THE INPUT:
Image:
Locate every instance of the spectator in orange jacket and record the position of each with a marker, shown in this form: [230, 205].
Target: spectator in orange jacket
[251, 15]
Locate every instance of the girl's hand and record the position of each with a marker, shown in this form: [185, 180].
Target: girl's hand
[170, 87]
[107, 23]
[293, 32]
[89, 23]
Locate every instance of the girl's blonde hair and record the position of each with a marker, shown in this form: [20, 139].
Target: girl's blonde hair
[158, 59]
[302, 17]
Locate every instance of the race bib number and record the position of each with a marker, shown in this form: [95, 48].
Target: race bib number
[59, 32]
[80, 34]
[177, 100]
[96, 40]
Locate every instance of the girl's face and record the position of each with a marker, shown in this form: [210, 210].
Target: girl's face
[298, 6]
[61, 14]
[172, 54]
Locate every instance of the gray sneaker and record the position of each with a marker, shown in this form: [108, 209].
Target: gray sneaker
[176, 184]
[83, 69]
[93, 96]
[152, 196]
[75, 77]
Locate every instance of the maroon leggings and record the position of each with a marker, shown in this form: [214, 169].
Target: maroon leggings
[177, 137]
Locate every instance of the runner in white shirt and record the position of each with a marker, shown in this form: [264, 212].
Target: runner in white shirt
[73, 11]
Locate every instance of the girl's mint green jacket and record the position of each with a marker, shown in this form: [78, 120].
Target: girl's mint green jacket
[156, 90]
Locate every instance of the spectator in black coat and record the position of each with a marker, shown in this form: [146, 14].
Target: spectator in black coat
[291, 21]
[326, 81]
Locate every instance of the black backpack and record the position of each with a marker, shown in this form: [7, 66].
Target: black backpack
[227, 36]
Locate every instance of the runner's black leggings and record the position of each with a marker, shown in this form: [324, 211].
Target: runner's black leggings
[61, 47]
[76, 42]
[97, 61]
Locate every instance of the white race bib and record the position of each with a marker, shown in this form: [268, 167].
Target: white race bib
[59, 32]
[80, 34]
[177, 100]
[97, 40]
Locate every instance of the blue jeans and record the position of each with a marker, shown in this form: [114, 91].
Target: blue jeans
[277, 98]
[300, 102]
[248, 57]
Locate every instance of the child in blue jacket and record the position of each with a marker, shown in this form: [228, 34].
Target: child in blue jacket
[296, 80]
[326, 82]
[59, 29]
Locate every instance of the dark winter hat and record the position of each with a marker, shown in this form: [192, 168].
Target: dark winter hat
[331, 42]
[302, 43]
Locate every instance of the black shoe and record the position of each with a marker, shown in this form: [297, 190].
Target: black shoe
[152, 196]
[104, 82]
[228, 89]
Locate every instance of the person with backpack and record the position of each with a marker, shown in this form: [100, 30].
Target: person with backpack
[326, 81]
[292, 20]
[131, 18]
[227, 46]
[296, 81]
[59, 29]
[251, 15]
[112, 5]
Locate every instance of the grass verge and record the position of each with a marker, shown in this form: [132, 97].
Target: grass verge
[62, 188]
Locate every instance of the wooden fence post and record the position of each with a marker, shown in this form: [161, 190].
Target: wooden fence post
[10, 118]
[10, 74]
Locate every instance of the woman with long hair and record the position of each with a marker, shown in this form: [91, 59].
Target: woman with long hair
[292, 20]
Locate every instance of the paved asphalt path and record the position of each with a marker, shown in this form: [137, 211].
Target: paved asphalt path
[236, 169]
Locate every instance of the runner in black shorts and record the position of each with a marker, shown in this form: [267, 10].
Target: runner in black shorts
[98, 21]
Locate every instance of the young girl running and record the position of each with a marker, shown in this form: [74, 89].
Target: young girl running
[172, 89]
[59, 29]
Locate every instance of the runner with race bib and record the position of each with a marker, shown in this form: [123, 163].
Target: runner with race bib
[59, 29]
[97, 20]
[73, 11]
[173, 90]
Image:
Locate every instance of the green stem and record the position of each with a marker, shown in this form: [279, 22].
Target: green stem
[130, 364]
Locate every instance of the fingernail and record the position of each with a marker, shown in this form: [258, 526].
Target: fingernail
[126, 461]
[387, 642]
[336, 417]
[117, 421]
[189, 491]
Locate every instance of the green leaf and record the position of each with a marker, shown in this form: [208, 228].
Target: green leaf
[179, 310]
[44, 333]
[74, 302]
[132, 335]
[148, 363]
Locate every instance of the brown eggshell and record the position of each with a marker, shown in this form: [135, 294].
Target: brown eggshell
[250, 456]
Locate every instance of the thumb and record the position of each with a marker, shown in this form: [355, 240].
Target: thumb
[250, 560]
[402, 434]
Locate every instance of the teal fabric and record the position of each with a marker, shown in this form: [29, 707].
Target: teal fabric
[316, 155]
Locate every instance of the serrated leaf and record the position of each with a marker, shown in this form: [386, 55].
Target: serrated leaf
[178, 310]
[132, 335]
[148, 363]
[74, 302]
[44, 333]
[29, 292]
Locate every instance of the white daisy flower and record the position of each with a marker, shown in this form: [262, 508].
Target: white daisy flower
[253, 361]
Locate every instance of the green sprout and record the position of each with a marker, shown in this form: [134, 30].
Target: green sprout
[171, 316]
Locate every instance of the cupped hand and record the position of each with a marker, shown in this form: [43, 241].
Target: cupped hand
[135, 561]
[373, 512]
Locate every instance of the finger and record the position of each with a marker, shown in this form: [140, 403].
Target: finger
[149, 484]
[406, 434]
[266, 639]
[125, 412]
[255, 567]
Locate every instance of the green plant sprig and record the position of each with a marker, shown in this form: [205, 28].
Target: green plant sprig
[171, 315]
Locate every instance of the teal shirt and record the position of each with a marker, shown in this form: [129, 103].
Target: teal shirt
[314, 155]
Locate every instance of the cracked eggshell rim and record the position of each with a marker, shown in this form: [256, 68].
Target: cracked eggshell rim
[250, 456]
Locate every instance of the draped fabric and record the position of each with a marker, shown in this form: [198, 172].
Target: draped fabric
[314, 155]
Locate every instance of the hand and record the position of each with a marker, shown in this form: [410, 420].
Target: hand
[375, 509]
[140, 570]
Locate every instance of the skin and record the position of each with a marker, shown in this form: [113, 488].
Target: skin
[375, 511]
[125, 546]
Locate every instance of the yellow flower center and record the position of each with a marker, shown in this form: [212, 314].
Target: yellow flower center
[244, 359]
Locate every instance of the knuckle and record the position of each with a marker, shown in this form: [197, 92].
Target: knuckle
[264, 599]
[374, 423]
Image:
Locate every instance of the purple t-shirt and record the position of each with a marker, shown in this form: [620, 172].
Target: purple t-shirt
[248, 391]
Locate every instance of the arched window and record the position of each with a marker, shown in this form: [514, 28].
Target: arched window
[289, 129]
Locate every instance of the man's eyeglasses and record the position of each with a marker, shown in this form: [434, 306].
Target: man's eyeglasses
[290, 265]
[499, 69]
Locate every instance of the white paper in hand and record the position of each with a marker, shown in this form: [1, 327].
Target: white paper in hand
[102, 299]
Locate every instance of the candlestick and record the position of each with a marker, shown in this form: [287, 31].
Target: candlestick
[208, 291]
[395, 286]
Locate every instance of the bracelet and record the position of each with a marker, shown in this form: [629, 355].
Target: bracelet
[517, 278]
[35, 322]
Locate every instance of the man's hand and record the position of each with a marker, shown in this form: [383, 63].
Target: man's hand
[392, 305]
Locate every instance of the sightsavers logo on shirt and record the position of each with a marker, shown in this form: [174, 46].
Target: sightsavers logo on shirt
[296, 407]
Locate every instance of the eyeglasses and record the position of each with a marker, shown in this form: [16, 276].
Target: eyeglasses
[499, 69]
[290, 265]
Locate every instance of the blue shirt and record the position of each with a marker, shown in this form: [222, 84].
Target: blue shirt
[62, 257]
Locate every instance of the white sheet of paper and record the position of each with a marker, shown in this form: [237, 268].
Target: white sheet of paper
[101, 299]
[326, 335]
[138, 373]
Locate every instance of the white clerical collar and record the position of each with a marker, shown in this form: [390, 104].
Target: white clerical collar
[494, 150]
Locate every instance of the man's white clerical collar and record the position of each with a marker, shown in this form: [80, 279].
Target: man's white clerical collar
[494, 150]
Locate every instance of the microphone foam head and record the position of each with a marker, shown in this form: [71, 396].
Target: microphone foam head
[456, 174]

PROBLEM STATEMENT: Since only part of the listing is wanted, copy exactly the lines from the one holding "Target: fingernail" to the one holding "Locate every instance of the thumb", both included.

TASK RESULT:
Target: fingernail
[126, 461]
[387, 642]
[336, 417]
[117, 421]
[189, 491]
Locate every instance of the green leaf and record the position of each with a marker, shown in this form: [208, 228].
Target: green leaf
[179, 310]
[44, 333]
[74, 302]
[132, 335]
[148, 363]
Locate every instance of the brown eggshell and record the position of each with a marker, shown in this form: [135, 294].
Target: brown eggshell
[250, 456]
Locate every instance of the thumb and record the position of each with a marker, shown in this form: [355, 240].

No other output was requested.